◆ **Input material**
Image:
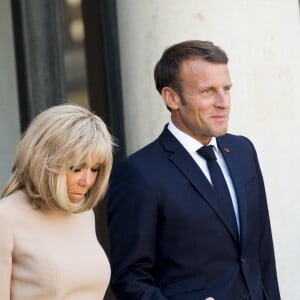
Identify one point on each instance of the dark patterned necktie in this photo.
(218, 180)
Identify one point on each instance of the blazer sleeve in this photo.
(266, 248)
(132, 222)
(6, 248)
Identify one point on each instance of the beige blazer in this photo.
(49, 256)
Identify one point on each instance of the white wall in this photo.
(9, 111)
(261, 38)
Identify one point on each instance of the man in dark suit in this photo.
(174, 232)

==

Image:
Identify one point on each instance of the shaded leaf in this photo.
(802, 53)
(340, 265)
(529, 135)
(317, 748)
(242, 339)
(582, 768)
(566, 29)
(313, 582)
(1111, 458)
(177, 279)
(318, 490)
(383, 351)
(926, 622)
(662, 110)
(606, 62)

--

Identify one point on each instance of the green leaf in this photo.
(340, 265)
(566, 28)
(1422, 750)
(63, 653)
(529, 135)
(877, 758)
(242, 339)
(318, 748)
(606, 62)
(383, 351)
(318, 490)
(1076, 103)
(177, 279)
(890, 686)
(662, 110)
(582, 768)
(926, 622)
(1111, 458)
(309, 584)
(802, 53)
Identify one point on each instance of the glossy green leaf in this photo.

◆ **Work order**
Beginning with the line that has "Identify one point on each instance of the green" and ending with the line that has "Identify one point on each instance of the glossy", set down the lines above exactly and include no others.

◆ **Output below**
Identify one point on each instance of the green leaf in this photo.
(340, 265)
(566, 28)
(1422, 750)
(63, 653)
(529, 135)
(877, 758)
(242, 339)
(318, 748)
(606, 62)
(383, 351)
(318, 490)
(1076, 103)
(177, 279)
(890, 686)
(662, 110)
(582, 768)
(926, 622)
(1111, 458)
(309, 584)
(802, 53)
Identify one point on each instance of the glossy green leaf in this photo.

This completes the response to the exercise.